Task goal:
Output every entry exactly as it appears.

Records to use:
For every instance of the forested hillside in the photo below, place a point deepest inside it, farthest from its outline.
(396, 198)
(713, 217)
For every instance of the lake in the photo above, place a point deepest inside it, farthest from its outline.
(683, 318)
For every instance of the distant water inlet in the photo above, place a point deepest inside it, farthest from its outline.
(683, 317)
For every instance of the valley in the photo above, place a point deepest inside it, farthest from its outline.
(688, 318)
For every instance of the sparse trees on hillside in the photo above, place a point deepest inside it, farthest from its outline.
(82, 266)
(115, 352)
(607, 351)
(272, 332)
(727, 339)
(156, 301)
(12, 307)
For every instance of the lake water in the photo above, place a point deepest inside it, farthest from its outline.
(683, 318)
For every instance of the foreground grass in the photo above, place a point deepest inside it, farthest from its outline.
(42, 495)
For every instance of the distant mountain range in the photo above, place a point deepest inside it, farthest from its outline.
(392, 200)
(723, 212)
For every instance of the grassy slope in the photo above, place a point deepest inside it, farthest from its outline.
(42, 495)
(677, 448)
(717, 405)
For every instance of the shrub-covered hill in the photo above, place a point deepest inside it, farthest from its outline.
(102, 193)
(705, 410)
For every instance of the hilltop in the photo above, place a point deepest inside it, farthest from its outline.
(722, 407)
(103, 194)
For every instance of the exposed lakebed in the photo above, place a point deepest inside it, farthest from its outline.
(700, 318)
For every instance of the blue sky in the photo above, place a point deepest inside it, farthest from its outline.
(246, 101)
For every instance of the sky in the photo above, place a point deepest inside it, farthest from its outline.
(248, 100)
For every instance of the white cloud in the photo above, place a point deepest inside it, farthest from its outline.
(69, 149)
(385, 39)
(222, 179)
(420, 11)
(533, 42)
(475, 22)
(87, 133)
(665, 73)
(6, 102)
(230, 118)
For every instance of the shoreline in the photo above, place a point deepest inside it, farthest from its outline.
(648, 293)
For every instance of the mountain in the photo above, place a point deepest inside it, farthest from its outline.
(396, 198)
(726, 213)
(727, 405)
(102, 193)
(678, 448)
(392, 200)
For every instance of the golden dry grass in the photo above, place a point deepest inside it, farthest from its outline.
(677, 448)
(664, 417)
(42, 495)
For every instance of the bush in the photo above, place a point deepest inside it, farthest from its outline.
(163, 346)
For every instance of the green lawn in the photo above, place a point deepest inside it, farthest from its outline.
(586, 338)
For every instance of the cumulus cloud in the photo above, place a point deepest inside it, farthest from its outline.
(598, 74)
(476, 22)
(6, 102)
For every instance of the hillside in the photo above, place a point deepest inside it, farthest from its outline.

Answer space:
For every instance of the forested hillside in the photo below, place a point deepest inside it, farthest from its outline.
(396, 198)
(713, 217)
For every instance of the lake in the photo above, place a point deepest inside it, farthest from its outline.
(683, 318)
For every instance of the distant water inlet in the photo above, place a point deepest inside it, farthest from its outline.
(683, 317)
For every instance of the valley in the photo above, place a point deepest inside it, farthest from its outline.
(688, 318)
For every instance of the sparse trees on hillside in the photo above, place a point deepest inside it, farthest from its outline.
(82, 266)
(115, 352)
(607, 351)
(272, 332)
(727, 339)
(156, 301)
(12, 307)
For every instance of the lake water in the photo above, place a point deepest inside it, farthest from its outline.
(683, 318)
For every instance of the foreground grass in the photo above, place a point deepest inside it, farthest from its outline.
(42, 495)
For every instance of the distant mountain range in the photo above, place a point deepest inside it, farthest from its outline.
(392, 200)
(723, 212)
For every instance of the grassy slope in the photo above, place a point deepest inside it, farthest from its outline.
(42, 495)
(677, 448)
(717, 405)
For every instance of the shrub-covered hill in the photo above, place a point deepest inside it, farthest from its outline.
(102, 193)
(705, 410)
For every instance of the hilltop in the photo above, place a point deepest inside it, farthest from its outline.
(722, 407)
(103, 194)
For every instance of the exposed lakebed in the photo above, place a point deepest inside it, farthest from its outline.
(700, 318)
For every instance of the blue sky in the photo above, place a point deepest inside it, farthest from its outline.
(246, 101)
For every instance of the sky in the photo above, place a point deepest inside it, farthest from its outline.
(248, 100)
For every instance of the white cloud in the photo above, place a point deepest inside it, farthest from its outline.
(69, 149)
(385, 39)
(222, 179)
(420, 11)
(533, 42)
(475, 22)
(87, 133)
(665, 73)
(6, 102)
(230, 118)
For every instance of the shoreline in the photo above, place a point deepest inside it, farthest from its outline.
(648, 293)
For every instance of the mountain in the photo above, place a point deepest inside it, farthest from its outline.
(396, 198)
(726, 213)
(727, 405)
(102, 193)
(678, 448)
(392, 200)
For every instance of the golden dry grass in the photo above, place a point deepest inside it, farthest from its outline.
(677, 448)
(664, 417)
(42, 495)
For every instance of the bush in the photo above, place a point deepest inside it, farthest from its outline.
(163, 346)
For every instance of the green lawn in the photo above, place a point deepest inside it, farthest from its outline.
(586, 338)
For every instance of the cumulus cloud in the photo above, place a point deepest inside it, farthest from its outline.
(598, 74)
(476, 22)
(6, 102)
For every instance of the hillside in the photo above, place a point deepest inside it, farthest from its outline.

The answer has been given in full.